══ PASSAGE SHOWN
After shipping, we started to uncover some things with the radar that were not mature enough; the radar was way ahead of its time. There were two tubes, an A tube, and a B tube, that had two displays. There were germanium transistors that we couldn’t source anymore, and there were magnetron tubes which were difficult to produce. Occasionally, we had an issue with the magnetron. I had two guys who were down in the bowels at the Lab who told me what was wrong. We ended up fixing some of those things and I went through two or three ECPs with AIL at the time. But I was smarter, having seen what happened years before on the Q4 program about making the rules. Now I’m the system engineer and I got a young contracting officer with me and we’re negotiating one of the jobs. We have a solid-state local oscillator, a Gunn diode that worked very well, so we ended up putting that in the radar. About 30 radars were already built so we had to retrofit them, which meant the whole front end had to come out.
I had a radar back in my office. I took the front end apart myself, put it back together a couple of times. Then I knew how to do it and how long it took me, which was 6 hours the first time. After I did a couple of times, it took me 3 hours. AIL bid 30, 40, or 50 hours, something like that. Since it took me three hours I wouldn’t agree to their numbers during the negotiations. (I didn’t tell them I had disassembled it myself.) The AIL program manager, Hank, was a guy I had dealt with before and was a good friend of mine, as well as the PM for the contract. He didn’t really get along with his production guy. They were at odds, and these were the production guy’s numbers. I didn’t know that at the time. I told him that we would not accept their estimate of time, that it wasn’t defensible. The contracting officer nudged me and told me to go easy, that we couldn’t defend our position. The production guy claimed he had verified the repair time. So, I asked him to bring a radar and a tool kit to negotiations, and he couldn’t believe it, neither could the contracting officer. They brought a radar on a cart and a tool kit and went to lunch while I proceed to disassemble it. When negotiations resumed, I noted that it had been four hours, and I was almost done. What did they plan to do about their estimate? I knew they had to create documentation and other things. They brought down their estimate by half, which was still high, but nobody could believe that they moved that much. We accepted it.
════
-- SHORT PROBLEM 1 --
From the radar retrofit account, list every figure in hours given for disassembling the radar front end, and note who or what each figure belongs to.
-- SHORT PROBLEM 2 --
Pick up the radar retrofit account after its final sentence and carry it forward.
══ RECORDS PROVIDED
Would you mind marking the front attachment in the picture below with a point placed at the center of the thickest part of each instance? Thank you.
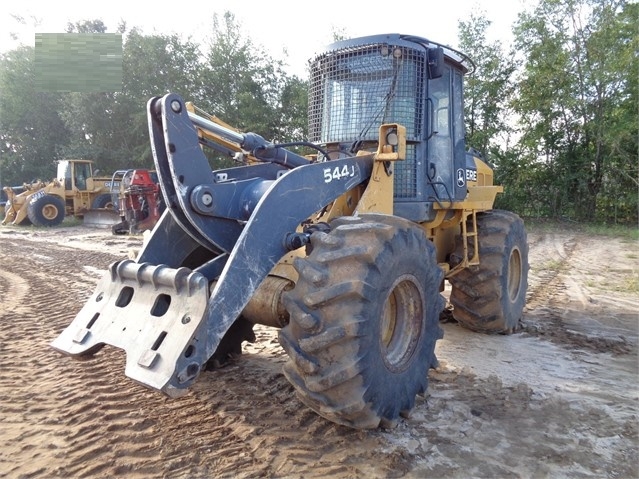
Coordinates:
(153, 313)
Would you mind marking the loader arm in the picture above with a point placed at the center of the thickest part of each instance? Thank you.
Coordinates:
(162, 313)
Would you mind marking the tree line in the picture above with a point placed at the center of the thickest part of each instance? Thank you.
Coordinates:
(555, 113)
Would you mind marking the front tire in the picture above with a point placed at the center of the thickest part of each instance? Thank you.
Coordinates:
(364, 320)
(46, 210)
(491, 296)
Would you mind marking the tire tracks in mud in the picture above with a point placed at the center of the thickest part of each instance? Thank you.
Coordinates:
(543, 315)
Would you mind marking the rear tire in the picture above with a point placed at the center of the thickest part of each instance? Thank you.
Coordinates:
(491, 296)
(47, 210)
(364, 320)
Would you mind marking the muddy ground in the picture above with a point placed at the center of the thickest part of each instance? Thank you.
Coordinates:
(560, 398)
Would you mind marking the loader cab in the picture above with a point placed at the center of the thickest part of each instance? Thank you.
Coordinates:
(357, 85)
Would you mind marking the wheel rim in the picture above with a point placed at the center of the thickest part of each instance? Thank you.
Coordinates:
(50, 212)
(401, 323)
(514, 274)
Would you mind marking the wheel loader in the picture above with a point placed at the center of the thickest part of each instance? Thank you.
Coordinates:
(346, 250)
(73, 192)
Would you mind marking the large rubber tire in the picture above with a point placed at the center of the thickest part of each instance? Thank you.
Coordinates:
(105, 200)
(491, 296)
(364, 320)
(47, 210)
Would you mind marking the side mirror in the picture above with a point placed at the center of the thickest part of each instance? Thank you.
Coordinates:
(435, 62)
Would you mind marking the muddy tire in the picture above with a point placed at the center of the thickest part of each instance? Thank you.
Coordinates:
(103, 201)
(47, 210)
(364, 320)
(490, 297)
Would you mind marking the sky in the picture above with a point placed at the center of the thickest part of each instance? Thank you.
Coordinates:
(300, 28)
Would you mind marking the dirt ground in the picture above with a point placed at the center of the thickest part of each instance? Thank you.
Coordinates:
(560, 398)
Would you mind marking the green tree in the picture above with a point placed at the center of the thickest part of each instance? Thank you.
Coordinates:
(576, 98)
(32, 133)
(488, 89)
(111, 128)
(242, 84)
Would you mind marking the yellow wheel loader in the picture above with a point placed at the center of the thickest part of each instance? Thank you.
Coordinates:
(73, 192)
(346, 250)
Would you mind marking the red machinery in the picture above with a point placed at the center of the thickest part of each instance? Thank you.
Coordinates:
(139, 202)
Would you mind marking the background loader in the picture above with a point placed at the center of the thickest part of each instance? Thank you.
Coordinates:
(73, 192)
(346, 250)
(128, 202)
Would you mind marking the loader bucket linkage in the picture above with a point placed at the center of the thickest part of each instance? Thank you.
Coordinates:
(243, 222)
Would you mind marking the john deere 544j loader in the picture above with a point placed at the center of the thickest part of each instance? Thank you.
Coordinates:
(346, 250)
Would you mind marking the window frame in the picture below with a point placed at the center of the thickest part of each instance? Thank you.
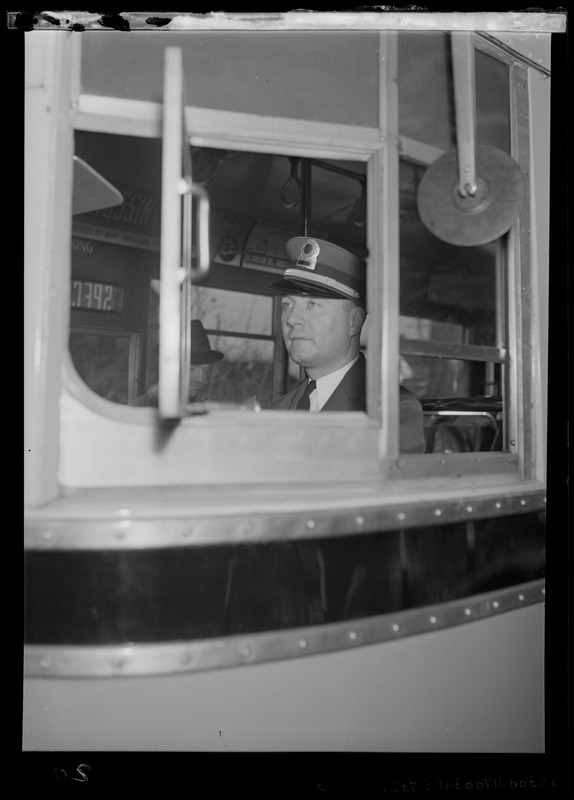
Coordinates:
(381, 147)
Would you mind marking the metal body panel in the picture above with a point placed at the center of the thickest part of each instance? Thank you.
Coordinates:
(461, 689)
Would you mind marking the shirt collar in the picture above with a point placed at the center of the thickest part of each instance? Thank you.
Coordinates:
(326, 385)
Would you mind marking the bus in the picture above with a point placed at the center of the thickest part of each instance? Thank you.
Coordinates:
(214, 575)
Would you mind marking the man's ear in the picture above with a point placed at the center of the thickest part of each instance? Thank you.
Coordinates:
(357, 316)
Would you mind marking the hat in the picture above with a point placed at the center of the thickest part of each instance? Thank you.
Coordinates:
(201, 352)
(322, 269)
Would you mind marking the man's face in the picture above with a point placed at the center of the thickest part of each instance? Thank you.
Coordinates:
(197, 377)
(318, 332)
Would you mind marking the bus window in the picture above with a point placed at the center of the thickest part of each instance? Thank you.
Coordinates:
(258, 202)
(453, 299)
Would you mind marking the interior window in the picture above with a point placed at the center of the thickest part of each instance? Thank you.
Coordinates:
(257, 202)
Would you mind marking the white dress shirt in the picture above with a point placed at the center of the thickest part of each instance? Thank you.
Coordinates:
(327, 385)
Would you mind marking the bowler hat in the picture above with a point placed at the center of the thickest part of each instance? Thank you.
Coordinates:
(322, 269)
(201, 352)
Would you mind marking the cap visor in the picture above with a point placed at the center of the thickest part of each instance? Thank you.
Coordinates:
(307, 289)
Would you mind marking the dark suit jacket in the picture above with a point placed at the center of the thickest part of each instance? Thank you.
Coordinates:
(350, 396)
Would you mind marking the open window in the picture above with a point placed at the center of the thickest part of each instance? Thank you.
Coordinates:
(444, 320)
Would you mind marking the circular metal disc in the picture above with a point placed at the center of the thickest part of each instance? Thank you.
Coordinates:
(474, 219)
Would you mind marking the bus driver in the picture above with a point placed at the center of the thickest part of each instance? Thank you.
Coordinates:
(322, 314)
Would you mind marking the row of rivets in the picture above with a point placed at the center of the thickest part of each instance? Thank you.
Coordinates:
(187, 658)
(249, 528)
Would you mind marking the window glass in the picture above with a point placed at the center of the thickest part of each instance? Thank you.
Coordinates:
════
-- FINAL RESULT 1 --
- 6 hours: the narrator's first time taking the front end apart
- 3 hours: the narrator's time after doing it a couple of times
- 30, 40, or 50 hours (approximately): AIL's bid
- Four hours: the time elapsed during negotiations, with the narrator almost done

-- FINAL RESULT 2 --
Meanwhile, radars were already deployed, and we were getting feedback that the magnetrons were failing. The magnetrons could tune 500 megahertz, which didn’t matter since there were never two radars on the same base such that you had to detune one for the other and not interfere. There was a test procedure that the maintenance guys in the field could use to see if the magnetron could tune all 500 megahertz. It didn’t matter if it tuned 100, 200, or not, as long as it worked in the band 16 – 16.5 gigahertz. It’s funny because they all worked, but they all didn’t tune enough. We were getting magnetrons back. I was then sitting with the lab people at the Evans Signal Lab at Fort Monmouth. I was getting tubes back like crazy and the tube guys didn’t know what to do. I went to Varian and Litton, two of the manufacturers, trying to fix this problem. They worked as fast as they could, but we couldn’t fix it. Without the magnetrons the whole system was down. We decided to save all the magnetrons that came back and tested them, even though they didn’t tune. That was the only thing that was bad on them, so we wrapped them, put them back in a box, and put them in the attic. When we got a bad tube back, we would go to the attic, take an old, returned tube, and ship it out to Vietnam. They installed the old tube, and they didn’t know it was bad until the next time they ran the full tuning test, which might be two months, then they would send it back. We rotated what were bad magnetrons. We knew that but there was nothing else we could do. It didn’t matter in the field, they still performed correctly. You only had to detune them if you were getting interference; the radar performed fine, but it did indicate my ignorance with the Army maintenance system.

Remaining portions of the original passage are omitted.